◆ PAGE EXCERPT:
= Manfred II of Saluzzo =

Second marquess of Saluzzo (1140–1215)

Manfred II (1140–1215) was the second marquess of Saluzzo from his father's death in 1175 to his own. He was the son of Manfred I and Eleanor. He placed the capital of the margravate definitively in Saluzzo.

He married Azalaïs of Montferrat (also Alasia, or Alice) before 1182, forming an alliance with one of the most powerful dynasties in northern Italy.

Manfred expanded the march and fought against the expansionism of the neighbouring counts of Savoy. After several minor skirmishes, the two principalities came to terms in 1213 and peace was established for the final two years of his life. Since his eldest son, Boniface, had predeceased him in 1212, he was succeeded by his grandson, Manfred III, under the regency of Azalaïs. She had to pay tribute on behalf of young Manfred, and for the next century, Saluzzo was a vassal of Savoy.

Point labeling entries
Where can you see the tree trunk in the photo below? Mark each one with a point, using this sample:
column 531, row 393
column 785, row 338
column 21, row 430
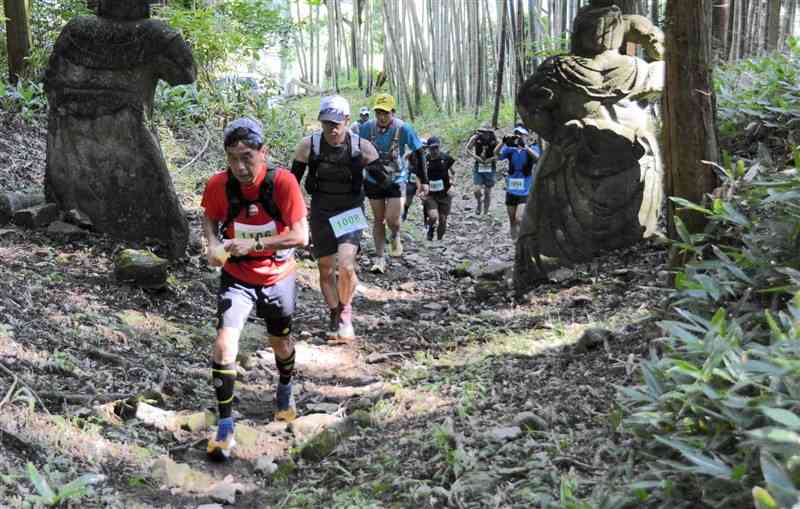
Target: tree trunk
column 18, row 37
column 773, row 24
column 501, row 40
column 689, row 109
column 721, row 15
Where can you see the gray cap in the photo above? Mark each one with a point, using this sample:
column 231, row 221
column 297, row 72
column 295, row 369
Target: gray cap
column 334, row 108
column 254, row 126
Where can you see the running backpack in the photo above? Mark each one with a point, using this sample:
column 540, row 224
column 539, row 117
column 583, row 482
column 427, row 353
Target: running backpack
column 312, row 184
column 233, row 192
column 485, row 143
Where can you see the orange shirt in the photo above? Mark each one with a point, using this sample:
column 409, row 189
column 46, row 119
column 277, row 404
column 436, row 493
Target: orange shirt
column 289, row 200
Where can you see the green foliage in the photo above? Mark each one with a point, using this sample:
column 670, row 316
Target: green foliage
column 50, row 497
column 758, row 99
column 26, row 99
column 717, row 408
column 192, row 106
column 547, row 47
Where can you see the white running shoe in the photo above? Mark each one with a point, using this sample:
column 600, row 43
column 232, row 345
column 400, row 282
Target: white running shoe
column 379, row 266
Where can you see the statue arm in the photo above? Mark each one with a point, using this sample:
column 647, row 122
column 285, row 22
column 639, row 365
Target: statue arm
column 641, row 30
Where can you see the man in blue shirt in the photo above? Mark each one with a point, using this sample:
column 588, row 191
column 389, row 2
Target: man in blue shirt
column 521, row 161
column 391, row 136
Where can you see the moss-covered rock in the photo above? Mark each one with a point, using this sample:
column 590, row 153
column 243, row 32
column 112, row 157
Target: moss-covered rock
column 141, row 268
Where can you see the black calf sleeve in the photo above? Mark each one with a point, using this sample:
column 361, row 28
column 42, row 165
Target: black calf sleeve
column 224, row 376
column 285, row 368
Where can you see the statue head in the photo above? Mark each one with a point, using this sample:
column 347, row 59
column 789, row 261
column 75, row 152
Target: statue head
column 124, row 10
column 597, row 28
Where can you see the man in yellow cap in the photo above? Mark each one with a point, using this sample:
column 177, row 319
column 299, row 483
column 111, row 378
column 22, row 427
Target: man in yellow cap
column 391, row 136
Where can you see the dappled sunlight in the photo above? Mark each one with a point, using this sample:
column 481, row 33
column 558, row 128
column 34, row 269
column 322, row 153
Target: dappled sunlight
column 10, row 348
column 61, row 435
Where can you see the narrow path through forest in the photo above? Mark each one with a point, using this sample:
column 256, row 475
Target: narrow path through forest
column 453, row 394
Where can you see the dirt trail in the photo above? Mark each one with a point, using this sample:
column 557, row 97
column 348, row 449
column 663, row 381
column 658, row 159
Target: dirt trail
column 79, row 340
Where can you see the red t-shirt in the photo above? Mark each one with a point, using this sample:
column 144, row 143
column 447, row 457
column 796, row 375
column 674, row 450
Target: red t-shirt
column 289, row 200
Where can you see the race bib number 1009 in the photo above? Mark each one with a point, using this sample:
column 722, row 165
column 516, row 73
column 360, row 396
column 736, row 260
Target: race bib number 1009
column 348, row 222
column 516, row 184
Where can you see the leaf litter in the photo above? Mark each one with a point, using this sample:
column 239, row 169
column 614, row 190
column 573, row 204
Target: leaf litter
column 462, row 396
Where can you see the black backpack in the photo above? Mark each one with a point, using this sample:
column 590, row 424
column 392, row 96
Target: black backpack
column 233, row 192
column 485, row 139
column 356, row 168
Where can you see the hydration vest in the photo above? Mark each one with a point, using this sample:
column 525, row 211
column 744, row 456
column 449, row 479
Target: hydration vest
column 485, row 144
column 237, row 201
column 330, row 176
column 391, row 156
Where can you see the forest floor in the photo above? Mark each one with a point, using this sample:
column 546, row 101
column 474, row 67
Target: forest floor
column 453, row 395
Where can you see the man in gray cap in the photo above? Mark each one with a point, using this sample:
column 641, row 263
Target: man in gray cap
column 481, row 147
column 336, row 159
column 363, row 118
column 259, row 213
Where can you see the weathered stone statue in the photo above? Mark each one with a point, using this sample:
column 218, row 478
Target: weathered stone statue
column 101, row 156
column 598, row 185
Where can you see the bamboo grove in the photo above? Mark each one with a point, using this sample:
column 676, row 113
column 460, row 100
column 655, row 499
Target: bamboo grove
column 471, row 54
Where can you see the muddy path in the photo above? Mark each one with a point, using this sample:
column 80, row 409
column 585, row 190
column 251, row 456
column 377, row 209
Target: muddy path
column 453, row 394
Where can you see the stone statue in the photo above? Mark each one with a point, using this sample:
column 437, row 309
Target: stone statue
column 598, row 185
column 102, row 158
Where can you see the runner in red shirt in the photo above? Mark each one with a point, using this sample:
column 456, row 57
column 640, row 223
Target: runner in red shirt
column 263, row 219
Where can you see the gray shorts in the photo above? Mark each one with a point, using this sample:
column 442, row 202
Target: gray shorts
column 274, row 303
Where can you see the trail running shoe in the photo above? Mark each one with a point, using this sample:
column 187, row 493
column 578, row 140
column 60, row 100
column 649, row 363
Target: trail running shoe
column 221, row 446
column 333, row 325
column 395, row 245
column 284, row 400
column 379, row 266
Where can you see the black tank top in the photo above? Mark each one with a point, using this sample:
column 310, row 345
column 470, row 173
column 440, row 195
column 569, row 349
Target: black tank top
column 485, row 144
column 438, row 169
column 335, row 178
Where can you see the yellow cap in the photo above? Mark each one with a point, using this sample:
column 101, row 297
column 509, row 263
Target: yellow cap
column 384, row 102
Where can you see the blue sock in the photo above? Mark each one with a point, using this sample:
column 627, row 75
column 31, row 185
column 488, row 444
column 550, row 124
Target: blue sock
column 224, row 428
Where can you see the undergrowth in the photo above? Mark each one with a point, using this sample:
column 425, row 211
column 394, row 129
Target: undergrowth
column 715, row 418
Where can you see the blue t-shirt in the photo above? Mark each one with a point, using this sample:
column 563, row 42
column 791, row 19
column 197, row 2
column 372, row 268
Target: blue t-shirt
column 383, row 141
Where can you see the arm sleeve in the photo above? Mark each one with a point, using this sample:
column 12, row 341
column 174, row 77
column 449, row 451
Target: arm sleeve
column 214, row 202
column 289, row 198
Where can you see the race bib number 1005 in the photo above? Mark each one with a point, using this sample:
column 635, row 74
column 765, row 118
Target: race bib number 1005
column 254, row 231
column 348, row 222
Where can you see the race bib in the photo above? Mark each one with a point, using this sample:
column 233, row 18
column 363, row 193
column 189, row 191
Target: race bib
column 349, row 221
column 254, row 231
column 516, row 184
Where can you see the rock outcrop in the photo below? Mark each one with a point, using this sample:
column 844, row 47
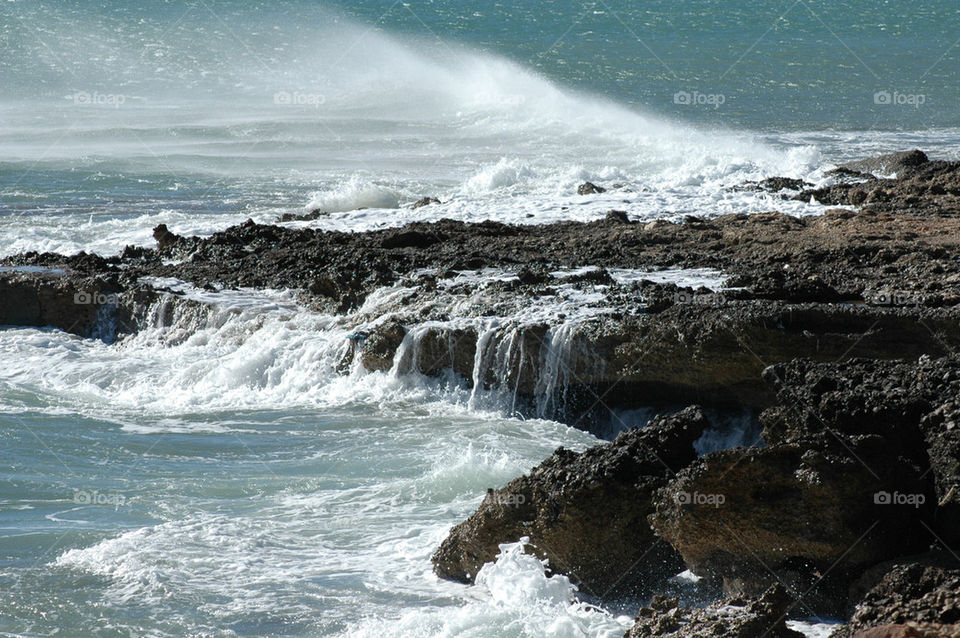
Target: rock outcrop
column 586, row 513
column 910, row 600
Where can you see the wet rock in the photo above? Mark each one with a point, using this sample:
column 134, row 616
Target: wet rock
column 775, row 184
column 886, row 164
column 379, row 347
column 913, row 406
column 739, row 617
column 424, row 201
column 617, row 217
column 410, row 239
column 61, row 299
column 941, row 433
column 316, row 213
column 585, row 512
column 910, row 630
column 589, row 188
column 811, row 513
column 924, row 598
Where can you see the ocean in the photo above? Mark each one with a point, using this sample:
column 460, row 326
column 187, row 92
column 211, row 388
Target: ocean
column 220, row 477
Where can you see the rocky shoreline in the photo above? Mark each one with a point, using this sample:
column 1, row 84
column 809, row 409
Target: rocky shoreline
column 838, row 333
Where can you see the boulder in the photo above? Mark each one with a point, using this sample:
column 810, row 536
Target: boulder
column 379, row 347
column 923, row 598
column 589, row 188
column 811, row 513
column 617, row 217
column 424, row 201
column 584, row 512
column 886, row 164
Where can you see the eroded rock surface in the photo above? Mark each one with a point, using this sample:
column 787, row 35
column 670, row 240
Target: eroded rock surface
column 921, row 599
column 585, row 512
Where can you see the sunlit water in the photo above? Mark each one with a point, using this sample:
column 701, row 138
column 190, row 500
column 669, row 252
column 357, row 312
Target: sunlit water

◆ INSTRUCTIONS:
1: Recast the entries as a JSON list of strings, one string per line and no blank lines, covering the stretch from the start of the entries through the line containing "column 285, row 368". Omit the pictures from the list.
2: Continue the article on Manfred II of Saluzzo from where it stops.

◆ RESULTS FOR THE EXERCISE:
1:
[
  "Where can you see the tree trunk in the photo below? Mark each one with a point, using this sample:",
  "column 531, row 393",
  "column 785, row 338",
  "column 21, row 430",
  "Target: tree trunk",
  "column 18, row 37",
  "column 773, row 24",
  "column 501, row 40",
  "column 689, row 109",
  "column 721, row 15",
  "Where can you see the gray cap in the photo above? Mark each one with a point, using this sample:",
  "column 231, row 221",
  "column 297, row 72",
  "column 295, row 369",
  "Target: gray cap",
  "column 334, row 108",
  "column 254, row 126",
  "Where can you see the running backpack in the photo above? Mark each one with a point, using this sample:",
  "column 540, row 224",
  "column 539, row 117",
  "column 583, row 482",
  "column 427, row 353",
  "Target: running backpack",
  "column 312, row 184",
  "column 233, row 192",
  "column 485, row 143",
  "Where can you see the orange shirt in the photo above? Mark each one with a point, using this sample:",
  "column 409, row 189",
  "column 46, row 119",
  "column 277, row 404",
  "column 436, row 493",
  "Target: orange shirt",
  "column 289, row 200",
  "Where can you see the green foliage in the photo above? Mark each one with a point, using this sample:",
  "column 670, row 316",
  "Target: green foliage",
  "column 50, row 497",
  "column 758, row 99",
  "column 26, row 99",
  "column 717, row 408",
  "column 192, row 106",
  "column 547, row 47",
  "Where can you see the white running shoe in the photo above? Mark each one with a point, using this sample:",
  "column 600, row 43",
  "column 232, row 345",
  "column 400, row 282",
  "Target: white running shoe",
  "column 379, row 266",
  "Where can you see the statue arm in the photo above? Mark each one with a point, using this sample:",
  "column 647, row 122",
  "column 285, row 22",
  "column 639, row 365",
  "Target: statue arm",
  "column 641, row 30",
  "Where can you see the man in blue shirt in the photo above? Mark each one with a point, using this sample:",
  "column 588, row 191",
  "column 389, row 2",
  "Target: man in blue shirt",
  "column 521, row 161",
  "column 391, row 136",
  "Where can you see the moss-covered rock in the photo above? Mark each one with a point, using this sample:",
  "column 590, row 153",
  "column 243, row 32",
  "column 112, row 157",
  "Target: moss-covered rock",
  "column 141, row 268",
  "Where can you see the black calf sleeve in the photo above? Mark each one with a point, using this sample:",
  "column 361, row 28",
  "column 42, row 165",
  "Target: black calf sleeve",
  "column 224, row 376",
  "column 285, row 368"
]

2:
==Family==
Manfred and Azalais had:
- Agnes, married Comita III of Torres and founded the nunnery of St Mary of Rifreddo in 1220
- Boniface (the heir, who predeceased his father), married Maria di Torres, daughter of the aforementioned Comita. They were the parents of Manfred II's successor, Manfredo III of Saluzzo
- Margaret, married Geoffrey de Salvaing
- María, married Marquis William II of Ceva
- Thomas.

He also fathered an illegitimate son, Bastardino.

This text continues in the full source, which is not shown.